WORK ITEM:
Filter the data for lines with the word "table", then copy every line so identified.

------ STUDY MATERIAL ------

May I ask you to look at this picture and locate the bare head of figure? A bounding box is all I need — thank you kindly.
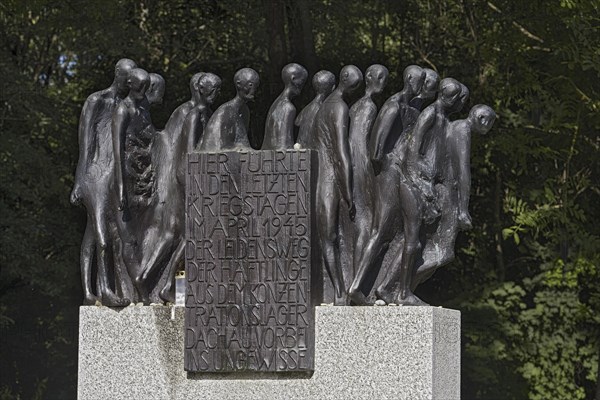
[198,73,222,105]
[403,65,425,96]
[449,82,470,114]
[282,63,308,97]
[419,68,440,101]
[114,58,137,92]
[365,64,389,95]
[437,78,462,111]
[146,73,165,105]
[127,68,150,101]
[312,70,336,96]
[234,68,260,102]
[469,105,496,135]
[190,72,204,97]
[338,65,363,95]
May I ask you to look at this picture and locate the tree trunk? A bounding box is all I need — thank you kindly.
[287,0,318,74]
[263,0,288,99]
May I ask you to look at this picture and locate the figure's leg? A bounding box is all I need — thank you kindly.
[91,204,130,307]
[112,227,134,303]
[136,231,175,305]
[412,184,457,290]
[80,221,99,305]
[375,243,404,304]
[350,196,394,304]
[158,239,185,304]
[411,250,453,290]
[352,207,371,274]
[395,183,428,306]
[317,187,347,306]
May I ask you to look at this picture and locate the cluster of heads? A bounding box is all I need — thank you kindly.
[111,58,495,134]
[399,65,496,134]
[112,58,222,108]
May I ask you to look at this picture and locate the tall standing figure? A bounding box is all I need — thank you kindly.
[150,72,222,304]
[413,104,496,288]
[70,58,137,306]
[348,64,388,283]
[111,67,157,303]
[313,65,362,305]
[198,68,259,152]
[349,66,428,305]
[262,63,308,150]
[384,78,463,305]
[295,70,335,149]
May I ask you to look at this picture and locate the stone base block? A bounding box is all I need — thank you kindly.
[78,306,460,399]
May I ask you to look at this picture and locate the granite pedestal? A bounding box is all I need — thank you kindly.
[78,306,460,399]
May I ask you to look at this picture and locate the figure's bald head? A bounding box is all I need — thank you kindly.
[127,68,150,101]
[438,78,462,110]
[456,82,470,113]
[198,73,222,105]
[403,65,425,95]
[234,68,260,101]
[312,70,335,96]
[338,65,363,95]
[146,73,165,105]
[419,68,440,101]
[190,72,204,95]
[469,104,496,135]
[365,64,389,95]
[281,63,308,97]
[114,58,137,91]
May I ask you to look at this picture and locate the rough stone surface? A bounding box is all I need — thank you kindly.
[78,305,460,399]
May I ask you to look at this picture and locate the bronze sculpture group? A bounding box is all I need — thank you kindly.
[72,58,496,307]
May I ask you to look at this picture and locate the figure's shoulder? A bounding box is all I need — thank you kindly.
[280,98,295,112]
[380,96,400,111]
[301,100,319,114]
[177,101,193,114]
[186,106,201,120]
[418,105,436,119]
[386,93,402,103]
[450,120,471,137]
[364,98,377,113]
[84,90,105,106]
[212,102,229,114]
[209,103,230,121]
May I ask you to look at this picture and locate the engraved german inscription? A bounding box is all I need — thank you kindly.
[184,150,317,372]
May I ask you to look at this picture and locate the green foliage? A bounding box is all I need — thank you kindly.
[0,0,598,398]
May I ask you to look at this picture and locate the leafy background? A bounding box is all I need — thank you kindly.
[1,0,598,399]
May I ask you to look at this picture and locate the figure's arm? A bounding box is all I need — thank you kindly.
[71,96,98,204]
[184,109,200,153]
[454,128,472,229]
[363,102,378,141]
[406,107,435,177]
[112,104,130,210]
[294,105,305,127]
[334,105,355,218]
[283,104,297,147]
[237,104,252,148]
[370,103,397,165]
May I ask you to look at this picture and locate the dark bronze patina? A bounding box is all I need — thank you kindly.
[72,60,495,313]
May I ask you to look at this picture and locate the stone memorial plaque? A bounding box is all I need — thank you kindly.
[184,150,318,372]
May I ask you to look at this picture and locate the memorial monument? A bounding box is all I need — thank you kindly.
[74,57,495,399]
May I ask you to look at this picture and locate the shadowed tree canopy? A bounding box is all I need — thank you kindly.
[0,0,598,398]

------
------ STUDY MATERIAL ------

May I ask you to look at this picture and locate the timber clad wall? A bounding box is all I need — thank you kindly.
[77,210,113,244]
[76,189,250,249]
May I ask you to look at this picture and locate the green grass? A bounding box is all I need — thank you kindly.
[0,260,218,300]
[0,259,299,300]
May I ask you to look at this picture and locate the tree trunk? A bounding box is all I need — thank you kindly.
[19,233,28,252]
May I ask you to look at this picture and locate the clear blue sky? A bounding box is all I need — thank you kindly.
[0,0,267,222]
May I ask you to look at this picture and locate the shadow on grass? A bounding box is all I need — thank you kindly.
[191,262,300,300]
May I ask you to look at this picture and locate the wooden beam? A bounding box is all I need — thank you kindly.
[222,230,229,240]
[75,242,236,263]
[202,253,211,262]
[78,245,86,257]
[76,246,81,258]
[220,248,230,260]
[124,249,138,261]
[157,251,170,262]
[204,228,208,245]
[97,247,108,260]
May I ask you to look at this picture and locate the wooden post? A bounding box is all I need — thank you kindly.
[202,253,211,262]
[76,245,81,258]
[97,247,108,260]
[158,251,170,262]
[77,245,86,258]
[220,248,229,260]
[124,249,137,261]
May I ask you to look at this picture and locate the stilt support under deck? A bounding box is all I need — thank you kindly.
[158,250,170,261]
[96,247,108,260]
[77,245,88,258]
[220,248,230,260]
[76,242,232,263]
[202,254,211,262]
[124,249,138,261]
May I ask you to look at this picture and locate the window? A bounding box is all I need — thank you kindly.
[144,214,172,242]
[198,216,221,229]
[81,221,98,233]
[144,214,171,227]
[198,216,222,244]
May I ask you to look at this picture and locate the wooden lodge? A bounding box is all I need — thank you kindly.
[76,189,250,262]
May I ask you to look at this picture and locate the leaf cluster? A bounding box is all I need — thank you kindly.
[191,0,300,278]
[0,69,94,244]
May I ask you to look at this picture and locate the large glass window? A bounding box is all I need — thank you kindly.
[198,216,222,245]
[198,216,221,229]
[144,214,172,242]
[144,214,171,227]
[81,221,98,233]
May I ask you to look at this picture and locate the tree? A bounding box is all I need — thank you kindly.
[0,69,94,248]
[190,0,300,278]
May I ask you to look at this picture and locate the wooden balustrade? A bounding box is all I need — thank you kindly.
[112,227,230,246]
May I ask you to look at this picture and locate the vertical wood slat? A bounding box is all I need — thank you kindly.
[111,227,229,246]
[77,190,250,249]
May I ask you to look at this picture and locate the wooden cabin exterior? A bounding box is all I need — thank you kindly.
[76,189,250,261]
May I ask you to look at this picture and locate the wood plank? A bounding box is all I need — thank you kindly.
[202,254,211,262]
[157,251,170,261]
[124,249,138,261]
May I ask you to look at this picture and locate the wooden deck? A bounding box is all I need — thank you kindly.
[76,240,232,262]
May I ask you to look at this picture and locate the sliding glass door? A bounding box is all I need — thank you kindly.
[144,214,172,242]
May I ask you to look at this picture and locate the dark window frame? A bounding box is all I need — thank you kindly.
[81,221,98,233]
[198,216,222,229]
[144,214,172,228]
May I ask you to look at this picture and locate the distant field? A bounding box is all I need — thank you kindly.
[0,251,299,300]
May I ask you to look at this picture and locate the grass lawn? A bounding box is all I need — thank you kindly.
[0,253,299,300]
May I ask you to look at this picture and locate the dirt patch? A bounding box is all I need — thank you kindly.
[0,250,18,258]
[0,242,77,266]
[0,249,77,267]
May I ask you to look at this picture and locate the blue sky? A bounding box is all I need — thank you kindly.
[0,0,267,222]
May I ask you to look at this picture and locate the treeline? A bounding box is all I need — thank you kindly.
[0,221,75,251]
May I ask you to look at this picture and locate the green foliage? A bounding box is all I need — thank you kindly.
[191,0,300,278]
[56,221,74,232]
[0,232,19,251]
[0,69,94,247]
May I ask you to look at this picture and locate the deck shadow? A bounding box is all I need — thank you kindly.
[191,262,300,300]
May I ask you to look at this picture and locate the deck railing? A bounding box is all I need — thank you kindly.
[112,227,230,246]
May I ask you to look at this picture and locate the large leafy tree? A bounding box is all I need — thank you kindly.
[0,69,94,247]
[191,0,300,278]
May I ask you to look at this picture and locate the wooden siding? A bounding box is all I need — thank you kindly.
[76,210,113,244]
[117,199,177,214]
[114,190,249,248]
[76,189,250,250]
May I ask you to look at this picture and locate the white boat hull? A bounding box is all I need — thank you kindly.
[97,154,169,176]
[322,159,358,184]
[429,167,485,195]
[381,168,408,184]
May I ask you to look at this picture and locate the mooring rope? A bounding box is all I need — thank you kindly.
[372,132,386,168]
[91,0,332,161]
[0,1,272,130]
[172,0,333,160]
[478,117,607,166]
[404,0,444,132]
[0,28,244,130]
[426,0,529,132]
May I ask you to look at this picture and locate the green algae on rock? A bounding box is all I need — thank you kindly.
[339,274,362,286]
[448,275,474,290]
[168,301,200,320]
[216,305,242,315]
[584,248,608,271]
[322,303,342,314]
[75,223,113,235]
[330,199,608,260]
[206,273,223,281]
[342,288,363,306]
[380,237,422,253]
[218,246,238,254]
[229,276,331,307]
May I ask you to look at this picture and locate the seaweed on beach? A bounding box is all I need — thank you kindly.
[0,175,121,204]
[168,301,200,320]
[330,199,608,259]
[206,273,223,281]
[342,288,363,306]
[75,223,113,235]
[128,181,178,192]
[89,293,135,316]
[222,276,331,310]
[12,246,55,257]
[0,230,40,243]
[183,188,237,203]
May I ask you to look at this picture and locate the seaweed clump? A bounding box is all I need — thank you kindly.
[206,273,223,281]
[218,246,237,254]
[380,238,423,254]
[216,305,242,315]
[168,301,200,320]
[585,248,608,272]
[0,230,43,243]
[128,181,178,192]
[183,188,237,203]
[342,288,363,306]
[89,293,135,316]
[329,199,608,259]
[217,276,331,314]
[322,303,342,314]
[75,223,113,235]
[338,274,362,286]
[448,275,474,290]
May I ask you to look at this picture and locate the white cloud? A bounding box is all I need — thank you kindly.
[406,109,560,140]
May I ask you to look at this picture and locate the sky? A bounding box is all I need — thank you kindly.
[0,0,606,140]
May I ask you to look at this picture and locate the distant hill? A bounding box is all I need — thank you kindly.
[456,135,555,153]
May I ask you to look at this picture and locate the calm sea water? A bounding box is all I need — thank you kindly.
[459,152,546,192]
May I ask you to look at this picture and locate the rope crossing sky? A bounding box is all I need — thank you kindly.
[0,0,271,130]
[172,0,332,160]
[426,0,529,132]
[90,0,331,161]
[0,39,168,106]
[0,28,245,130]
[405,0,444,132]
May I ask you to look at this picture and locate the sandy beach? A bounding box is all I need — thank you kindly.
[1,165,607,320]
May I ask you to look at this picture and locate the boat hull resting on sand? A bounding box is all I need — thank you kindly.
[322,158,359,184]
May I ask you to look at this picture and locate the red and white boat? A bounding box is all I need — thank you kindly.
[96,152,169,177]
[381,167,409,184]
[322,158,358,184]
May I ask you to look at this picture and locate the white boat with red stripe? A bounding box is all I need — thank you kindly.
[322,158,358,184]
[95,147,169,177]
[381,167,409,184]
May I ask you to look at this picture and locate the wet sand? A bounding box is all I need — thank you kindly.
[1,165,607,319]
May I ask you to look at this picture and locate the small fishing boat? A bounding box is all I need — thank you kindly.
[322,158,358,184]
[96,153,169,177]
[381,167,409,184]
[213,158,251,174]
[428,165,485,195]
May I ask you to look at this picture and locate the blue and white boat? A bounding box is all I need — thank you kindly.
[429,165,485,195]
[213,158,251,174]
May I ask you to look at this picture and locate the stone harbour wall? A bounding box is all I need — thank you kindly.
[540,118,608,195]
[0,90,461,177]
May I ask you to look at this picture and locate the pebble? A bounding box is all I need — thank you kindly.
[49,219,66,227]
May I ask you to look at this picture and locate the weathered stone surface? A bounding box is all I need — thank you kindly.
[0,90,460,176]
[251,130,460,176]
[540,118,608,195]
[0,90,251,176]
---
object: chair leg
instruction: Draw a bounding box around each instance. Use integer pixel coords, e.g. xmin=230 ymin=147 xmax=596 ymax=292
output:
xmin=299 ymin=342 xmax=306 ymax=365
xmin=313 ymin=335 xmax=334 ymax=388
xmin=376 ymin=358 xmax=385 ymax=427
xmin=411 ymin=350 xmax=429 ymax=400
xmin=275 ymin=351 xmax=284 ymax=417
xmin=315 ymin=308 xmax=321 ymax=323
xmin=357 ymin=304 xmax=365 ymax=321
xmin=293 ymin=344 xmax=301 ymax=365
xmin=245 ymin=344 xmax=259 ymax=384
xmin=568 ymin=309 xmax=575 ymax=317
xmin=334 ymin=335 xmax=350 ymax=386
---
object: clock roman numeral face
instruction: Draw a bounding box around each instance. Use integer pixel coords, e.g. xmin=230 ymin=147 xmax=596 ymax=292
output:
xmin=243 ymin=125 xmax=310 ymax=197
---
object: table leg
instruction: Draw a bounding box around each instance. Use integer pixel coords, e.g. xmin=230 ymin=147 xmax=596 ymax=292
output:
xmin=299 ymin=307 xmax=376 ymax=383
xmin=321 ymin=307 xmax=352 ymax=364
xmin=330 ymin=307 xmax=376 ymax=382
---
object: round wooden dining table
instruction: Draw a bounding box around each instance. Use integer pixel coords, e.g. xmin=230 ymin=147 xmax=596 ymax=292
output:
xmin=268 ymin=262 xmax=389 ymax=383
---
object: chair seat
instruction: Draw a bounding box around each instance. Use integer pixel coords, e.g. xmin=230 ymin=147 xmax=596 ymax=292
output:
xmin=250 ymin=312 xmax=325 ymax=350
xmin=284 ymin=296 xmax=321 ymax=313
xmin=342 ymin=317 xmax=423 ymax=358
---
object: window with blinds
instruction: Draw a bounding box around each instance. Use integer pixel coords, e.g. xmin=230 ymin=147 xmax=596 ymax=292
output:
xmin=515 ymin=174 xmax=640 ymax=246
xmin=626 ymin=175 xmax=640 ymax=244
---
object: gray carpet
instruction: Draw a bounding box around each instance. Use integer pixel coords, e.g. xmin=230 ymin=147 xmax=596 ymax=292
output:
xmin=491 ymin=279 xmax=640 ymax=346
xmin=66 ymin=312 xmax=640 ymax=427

------

ANSWER TO THIS TASK:
object: table leg
object: round wooden dining table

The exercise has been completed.